=== Stored rows ===

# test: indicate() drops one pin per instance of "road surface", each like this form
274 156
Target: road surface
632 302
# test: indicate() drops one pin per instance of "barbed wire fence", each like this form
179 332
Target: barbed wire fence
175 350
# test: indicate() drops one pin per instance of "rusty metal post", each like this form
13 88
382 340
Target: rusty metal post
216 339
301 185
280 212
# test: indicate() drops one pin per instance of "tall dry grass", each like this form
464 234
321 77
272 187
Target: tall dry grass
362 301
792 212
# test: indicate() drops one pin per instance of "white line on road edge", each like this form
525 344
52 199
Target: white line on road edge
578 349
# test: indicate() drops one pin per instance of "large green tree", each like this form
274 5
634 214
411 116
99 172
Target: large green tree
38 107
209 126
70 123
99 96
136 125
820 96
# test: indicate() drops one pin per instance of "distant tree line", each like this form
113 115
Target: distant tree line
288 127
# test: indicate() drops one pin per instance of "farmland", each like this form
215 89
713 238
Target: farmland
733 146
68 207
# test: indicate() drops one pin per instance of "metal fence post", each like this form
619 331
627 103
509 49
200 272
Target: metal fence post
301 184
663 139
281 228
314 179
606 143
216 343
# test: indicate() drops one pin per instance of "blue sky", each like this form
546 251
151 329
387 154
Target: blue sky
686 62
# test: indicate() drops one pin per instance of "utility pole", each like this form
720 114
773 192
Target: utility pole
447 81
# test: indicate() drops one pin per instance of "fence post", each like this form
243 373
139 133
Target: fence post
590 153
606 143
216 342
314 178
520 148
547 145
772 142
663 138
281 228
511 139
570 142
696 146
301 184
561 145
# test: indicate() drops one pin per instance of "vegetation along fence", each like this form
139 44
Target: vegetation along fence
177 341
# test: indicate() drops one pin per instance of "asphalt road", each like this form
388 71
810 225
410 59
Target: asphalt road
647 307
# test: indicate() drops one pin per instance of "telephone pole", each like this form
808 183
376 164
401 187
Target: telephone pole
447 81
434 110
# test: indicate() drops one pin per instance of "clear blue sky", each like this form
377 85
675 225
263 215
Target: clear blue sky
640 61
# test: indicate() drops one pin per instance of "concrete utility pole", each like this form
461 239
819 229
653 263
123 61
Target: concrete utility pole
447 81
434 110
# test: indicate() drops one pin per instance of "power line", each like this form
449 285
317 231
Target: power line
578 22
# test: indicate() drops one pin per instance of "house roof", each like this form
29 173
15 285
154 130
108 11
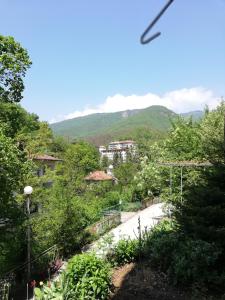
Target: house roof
122 142
46 157
98 176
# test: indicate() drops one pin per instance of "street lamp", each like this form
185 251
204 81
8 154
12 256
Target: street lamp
27 192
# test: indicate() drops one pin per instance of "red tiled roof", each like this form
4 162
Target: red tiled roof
46 157
98 176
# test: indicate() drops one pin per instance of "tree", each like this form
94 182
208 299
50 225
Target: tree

===

What is required: Extract every line above that contains the string "large", and copy each one without changes.

Exercise result:
# test: indicate() drops one pin per instance of "large green tree", each like this form
Target: large green tree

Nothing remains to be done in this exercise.